* **Document extract**
★ ★ ★

- Born: May 19, 1984 (age 42) Chicago, Illinois, U.S.
- Occupations: Entrepreneur, former child actor
- Years active: 1994–2000

= Rishi Bhat =

American actor and internet entrepreneur

Rishi Bhat (born May 19, 1984) is an American former child actor and internet entrepreneur.

== Personal life ==
Bhat is of Indian descent. His parents are immigrants to the United States. His father Shrikant is a metallurgical engineer. Bhat's interest in computers began when he received his first computer at the age of three years. Bhat is an alumnus of the University of Pennsylvania, where he obtained both bachelor's and master's degrees in computer science/mathematics, in a total of 4 years.

== Career ==

=== Actor ===
Bhat held the role of Patrick, co-starring alongside Hal Scardino and Litefoot in the 1995 film The Indian in the Cupboard, for which he received a Young Artist Award nomination.

=== Software entrepreneur ===
Between the fall of 1999 and spring of 2000, Bhat sold two internet startups, SiegeSoft.com and myEDesk.com, to a Canadian software firm.

SiegeSoft was written by Bhat during the summer of 1999, while a sophomore at the University of Chicago Laboratory School. When a summer pre-calculus class he wished to take was canceled, he instead spent the time writing SiegeSoft as an anonymity software program to allow users to surf the internet without leaving a trail.

★ ★ ★

* **Aim of the task**
According to the biography, which film did Rishi Bhat play Patrick in? Rely only on this biography when working through the entries.

* **The data**
★ ★ ★

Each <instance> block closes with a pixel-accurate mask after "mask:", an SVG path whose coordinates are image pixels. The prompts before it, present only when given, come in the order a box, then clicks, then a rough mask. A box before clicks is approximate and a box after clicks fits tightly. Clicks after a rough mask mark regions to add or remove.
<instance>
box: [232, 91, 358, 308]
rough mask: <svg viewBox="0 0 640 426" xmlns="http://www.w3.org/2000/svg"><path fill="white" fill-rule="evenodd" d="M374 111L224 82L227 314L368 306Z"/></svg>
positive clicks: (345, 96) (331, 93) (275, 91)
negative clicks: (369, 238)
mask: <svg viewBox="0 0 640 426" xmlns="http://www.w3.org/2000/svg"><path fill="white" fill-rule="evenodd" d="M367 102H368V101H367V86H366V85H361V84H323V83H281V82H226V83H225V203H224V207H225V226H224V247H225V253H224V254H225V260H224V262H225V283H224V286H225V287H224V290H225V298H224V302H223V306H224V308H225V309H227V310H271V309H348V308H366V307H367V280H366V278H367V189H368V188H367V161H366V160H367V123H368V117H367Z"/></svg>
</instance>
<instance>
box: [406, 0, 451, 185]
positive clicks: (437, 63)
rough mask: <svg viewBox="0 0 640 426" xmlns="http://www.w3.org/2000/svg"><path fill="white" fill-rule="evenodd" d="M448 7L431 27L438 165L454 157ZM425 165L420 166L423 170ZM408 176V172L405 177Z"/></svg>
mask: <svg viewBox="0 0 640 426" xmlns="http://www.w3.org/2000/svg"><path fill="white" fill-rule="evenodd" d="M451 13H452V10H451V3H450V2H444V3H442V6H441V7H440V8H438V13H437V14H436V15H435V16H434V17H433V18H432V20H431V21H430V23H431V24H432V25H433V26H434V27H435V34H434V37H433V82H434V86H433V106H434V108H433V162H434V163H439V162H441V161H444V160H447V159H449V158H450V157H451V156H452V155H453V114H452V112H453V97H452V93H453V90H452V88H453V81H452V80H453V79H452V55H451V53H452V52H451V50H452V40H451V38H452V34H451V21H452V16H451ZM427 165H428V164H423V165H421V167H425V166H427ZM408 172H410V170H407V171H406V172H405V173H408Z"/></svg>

★ ★ ★

* **Solution to this task**
The 1995 film The Indian in the Cupboard.